━━━━━ SOURCE TEXT

E-PASS 宜-PASS

Inspiration

Several studies suggest that severe traffic jams in many countries cost economic growth often invisible to the policymakers and economists. Urban residents in busy cities probably feel the impact of traffic congestion in their day-to-day lives. A solution that just mitigates traffic congestion problems can thus translate into appreciable economic values.

We surveyed a number of road users in Taiwan, many of whom frequent Freeway 5, and realized the difficulty in directing them to use alternative roads such as Highway 2 and Highway 9. Most people choose not to use Highway 2 because it takes way more time (even when the Hsuehshan Tunnel is clogged with traffic), while avoiding Highway 9 for safety reasons. Hence, a more feasible and practical approach is trying to spread traffic across diverse times and interchanges.

To mitigate the traffic congestion on Freeway 5 (and especially the part through the Hsuehshan Tunnel), the Taiwanese government currently has a so-called "High Occupancy Vehicle" road policy in effect -- during certain peak traffic hours on weekends, only vehicles with at least three passengers are allowed on Freeway 5. However, the policy has so far not seen the desirable effect of reducing traffic congestion, partly because most vehicles travelling on Freeway 5 on weekends have more than two passengers anyways.

━━━━━━━━━━
━━━━━ PROVIDED DATA

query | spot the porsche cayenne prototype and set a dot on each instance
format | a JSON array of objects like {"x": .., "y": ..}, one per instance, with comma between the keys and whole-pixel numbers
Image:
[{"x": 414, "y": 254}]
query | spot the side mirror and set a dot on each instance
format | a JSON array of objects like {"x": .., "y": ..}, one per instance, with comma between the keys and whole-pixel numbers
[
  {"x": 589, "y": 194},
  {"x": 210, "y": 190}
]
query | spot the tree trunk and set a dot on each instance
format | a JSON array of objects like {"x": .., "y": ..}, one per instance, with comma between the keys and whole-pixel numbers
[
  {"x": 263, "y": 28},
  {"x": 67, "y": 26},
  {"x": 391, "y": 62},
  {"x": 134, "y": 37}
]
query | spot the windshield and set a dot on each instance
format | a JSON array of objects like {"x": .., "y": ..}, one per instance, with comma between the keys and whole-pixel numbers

━━━━━━━━━━

• [GIVEN EXERCISE A]
Render this sentence from the traffic congestion text in Spanish: "Urban residents in busy cities probably feel the impact of traffic congestion in their day-to-day lives."
• [GIVEN EXERCISE B]
Please copy the traffic congestion text from "Inspiration" up to and including "times and interchanges.".
• [GIVEN EXERCISE C]
Write what comes next in the traffic congestion text, picking up after its final sentence.
None of the lines play any part here.

• [EXERCISE RESPONSE A]
Los residentes urbanos de las ciudades concurridas probablemente sienten el impacto de la congestión del tráfico en su vida diaria.

• [EXERCISE RESPONSE B]
Inspiration

Several studies suggest that severe traffic jams in many countries cost economic growth often invisible to the policymakers and economists. Urban residents in busy cities probably feel the impact of traffic congestion in their day-to-day lives. A solution that just mitigates traffic congestion problems can thus translate into appreciable economic values.

We surveyed a number of road users in Taiwan, many of whom frequent Freeway 5, and realized the difficulty in directing them to use alternative roads such as Highway 2 and Highway 9. Most people choose not to use Highway 2 because it takes way more time (even when the Hsuehshan Tunnel is clogged with traffic), while avoiding Highway 9 for safety reasons. Hence, a more feasible and practical approach is trying to spread traffic across diverse times and interchanges.

• [EXERCISE RESPONSE C]
According to our survey results, many Freeway 5 users are willing to change the times they hit the road to avoid the traffic. Nevertheless, they mostly rely on their past experience about the traffic situations at different times. Existing mobile apps such as i68, while providing real-time traffic information, is not particularly useful in helping drivers avoid the upcoming traffic if they are already on or ready to get on the freeway. With historical traffic data made available by Taiwan's National Freeway Bureau, we propose to build software applications that give more predictive information to the users before they even hit the road or plan their trip. In addition, we suggest combining such predictive information with soft traffic control policies to tackle the traffic congestion problem.

What it does

Our solution delivers three major components:

Accurate predictive traffic information through the use of sophisticated machine learning techniques.
- prediction of the traffic volume at different hours and interchanges for the two coming weekends.
- prediction of the traffic congestion and expected travel time at different hours from different freeway interchanges.
Intuitive ways of visualizing the predictive results to help drivers make more informed decisions.
- define a mathematically simple yet effective traffic congestion index based on traffic volume and average car speed on the road which intuitively reflects the traffic congestion situations.
- congestion index is on the scale from 0 to 10, with 0 meaning no traffic and 10 indicating heavy congestion.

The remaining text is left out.